Required work:
Repeat, word for word, each of the records shown below, without their pictures.
◇ ◇ ◇ ◇ ◇ ◇ ◇
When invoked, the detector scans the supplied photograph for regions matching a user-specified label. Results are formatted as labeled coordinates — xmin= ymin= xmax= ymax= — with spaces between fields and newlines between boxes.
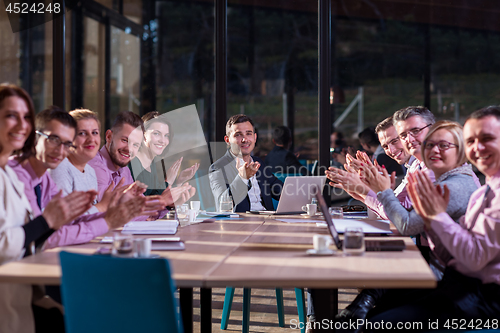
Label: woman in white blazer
xmin=0 ymin=84 xmax=94 ymax=333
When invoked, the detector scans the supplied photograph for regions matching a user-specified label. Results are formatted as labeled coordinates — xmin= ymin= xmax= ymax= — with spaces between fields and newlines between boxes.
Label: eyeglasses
xmin=398 ymin=123 xmax=432 ymax=141
xmin=36 ymin=131 xmax=76 ymax=151
xmin=341 ymin=205 xmax=366 ymax=212
xmin=423 ymin=140 xmax=458 ymax=151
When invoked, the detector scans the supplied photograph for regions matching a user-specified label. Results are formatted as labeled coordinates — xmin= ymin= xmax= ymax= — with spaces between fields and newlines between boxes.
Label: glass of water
◇ ◇ ◇ ◇ ◇ ◇ ◇
Answer space:
When invoked, the detector scans the supplied photograph for regions matching a user-specified label. Results are formatted as labeled coordinates — xmin= ymin= xmax= ymax= — with spaces between fields and newlines between boxes.
Label: woman in white blazer
xmin=0 ymin=84 xmax=94 ymax=333
When invoked, the detector scans the supplied photograph for regions matching a user-specified label. Results are formatted as labeled coordinates — xmin= ymin= xmax= ymax= — with spaces between fields and newlines between boxes.
Label: eyeglasses
xmin=398 ymin=123 xmax=432 ymax=141
xmin=36 ymin=131 xmax=76 ymax=151
xmin=341 ymin=205 xmax=366 ymax=212
xmin=423 ymin=140 xmax=458 ymax=151
When invoked, the detector scans the supplied photograph for regions matching a user-specified label. Results are formatted as labeled coordinates — xmin= ymin= xmax= ymax= — with spaces between fields and newlines between boxes.
Label: glass of water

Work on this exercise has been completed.